TASK TO CARRY OUT. Copy every line of the material from the line containing "trace black billy can" through the line containing "133], [212, 128]]", both included, and add -49 to each coordinate value in the outlines while leaving all other text unchanged.

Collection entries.
····················

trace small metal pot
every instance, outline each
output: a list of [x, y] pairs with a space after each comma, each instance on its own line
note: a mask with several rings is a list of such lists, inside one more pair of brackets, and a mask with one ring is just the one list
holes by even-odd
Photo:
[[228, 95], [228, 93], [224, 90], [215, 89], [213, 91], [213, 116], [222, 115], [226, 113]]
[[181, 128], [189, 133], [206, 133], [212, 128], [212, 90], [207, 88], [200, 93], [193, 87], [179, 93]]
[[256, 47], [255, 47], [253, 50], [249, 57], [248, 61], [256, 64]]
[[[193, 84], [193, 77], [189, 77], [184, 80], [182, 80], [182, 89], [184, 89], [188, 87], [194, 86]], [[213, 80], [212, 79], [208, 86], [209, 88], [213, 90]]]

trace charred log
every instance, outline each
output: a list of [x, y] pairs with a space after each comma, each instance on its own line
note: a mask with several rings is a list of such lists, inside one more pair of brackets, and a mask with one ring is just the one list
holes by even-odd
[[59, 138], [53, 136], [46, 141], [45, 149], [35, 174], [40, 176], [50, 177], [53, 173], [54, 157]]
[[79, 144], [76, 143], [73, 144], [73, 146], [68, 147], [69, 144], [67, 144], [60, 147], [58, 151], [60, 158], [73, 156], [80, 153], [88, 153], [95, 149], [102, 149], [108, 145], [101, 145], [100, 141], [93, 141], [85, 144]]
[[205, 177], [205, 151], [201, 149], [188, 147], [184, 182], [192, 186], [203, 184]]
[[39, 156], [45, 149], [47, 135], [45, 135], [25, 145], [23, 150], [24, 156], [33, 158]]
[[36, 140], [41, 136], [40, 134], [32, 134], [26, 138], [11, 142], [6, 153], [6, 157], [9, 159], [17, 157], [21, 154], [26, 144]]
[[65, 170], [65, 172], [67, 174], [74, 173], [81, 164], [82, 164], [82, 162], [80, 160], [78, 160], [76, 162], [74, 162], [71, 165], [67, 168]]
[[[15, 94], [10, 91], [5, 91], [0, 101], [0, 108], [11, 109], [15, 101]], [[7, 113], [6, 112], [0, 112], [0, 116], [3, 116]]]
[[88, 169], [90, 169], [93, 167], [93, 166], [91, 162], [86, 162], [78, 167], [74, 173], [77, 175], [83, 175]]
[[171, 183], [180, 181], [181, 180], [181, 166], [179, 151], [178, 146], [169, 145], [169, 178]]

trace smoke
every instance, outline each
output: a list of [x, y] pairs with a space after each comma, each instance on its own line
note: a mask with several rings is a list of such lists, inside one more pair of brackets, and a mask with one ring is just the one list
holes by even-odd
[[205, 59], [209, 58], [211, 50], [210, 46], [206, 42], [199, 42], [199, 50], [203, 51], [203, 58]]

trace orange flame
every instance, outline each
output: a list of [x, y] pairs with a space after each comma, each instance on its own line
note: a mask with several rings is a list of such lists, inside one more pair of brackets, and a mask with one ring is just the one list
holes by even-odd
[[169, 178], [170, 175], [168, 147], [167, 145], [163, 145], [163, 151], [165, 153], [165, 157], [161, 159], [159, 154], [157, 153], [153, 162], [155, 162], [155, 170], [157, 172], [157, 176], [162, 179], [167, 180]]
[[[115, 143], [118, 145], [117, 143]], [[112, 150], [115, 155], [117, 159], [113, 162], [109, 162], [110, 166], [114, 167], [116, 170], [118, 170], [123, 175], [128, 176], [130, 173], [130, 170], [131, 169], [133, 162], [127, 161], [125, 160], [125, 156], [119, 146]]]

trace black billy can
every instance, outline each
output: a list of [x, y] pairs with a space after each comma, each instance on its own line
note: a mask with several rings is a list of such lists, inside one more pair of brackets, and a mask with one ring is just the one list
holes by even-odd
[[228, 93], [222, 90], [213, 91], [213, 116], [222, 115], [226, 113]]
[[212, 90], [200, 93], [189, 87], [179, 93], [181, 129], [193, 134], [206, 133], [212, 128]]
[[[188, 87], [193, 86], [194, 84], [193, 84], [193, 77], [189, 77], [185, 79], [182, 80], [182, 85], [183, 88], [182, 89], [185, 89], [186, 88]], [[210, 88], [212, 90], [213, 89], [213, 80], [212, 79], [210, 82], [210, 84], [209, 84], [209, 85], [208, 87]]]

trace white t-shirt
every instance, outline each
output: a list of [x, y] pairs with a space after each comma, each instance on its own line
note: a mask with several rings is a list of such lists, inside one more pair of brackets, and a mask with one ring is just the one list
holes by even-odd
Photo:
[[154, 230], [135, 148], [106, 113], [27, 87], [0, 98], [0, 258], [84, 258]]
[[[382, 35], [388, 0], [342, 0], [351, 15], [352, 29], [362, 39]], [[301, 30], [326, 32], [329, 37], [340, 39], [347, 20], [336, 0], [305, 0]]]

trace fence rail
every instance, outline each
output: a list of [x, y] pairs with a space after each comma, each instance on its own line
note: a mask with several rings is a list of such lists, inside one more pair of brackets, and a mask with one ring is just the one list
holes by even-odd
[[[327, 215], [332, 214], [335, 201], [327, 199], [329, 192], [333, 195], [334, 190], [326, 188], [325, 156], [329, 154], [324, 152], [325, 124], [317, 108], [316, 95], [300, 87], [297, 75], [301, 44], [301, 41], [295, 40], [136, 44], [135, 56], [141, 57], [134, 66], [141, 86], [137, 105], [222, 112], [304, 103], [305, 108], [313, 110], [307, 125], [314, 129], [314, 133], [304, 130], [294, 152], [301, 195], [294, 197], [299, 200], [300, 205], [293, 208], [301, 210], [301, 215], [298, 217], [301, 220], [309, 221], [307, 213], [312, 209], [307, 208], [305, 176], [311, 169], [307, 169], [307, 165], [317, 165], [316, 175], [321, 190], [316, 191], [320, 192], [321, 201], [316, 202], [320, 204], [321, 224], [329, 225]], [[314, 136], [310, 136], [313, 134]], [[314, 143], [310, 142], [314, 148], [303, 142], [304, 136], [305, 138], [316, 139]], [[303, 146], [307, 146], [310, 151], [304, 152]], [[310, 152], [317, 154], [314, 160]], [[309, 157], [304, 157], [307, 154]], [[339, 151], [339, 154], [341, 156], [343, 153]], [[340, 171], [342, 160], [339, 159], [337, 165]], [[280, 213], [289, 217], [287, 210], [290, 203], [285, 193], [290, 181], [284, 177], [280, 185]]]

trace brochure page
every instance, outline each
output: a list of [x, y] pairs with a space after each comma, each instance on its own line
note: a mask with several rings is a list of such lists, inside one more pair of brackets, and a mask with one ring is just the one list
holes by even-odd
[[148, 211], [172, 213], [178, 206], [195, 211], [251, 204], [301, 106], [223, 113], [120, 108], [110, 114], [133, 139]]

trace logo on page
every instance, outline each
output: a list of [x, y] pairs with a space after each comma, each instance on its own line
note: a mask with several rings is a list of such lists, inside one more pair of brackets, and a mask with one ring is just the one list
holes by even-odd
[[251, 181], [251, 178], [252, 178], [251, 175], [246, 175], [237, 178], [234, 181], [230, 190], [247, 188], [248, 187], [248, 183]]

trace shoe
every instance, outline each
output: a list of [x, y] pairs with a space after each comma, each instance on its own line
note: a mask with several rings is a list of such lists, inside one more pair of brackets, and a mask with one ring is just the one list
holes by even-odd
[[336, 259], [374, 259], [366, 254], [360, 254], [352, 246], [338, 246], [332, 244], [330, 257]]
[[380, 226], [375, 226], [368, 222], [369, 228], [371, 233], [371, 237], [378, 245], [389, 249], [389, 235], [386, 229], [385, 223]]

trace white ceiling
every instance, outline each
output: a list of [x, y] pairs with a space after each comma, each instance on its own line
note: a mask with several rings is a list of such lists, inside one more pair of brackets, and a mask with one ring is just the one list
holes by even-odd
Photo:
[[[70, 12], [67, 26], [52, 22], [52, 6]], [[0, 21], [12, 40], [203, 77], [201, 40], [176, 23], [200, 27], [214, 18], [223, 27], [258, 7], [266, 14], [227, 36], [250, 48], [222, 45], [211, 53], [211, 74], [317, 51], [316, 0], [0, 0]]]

····················

RESPONSE FOR THIS EXERCISE.
trace black billy can
every instance, outline each
output: a list of [x, y] pairs with a space after each comma, each instance on its own line
note: a mask with several rings is a list of such lists, inside one more pair of brackets, and a mask with one ring is just the one list
holes by even-odd
[[179, 44], [173, 41], [164, 42], [164, 67], [173, 66], [177, 64]]
[[163, 41], [151, 44], [140, 38], [130, 44], [132, 80], [144, 85], [157, 84], [163, 79]]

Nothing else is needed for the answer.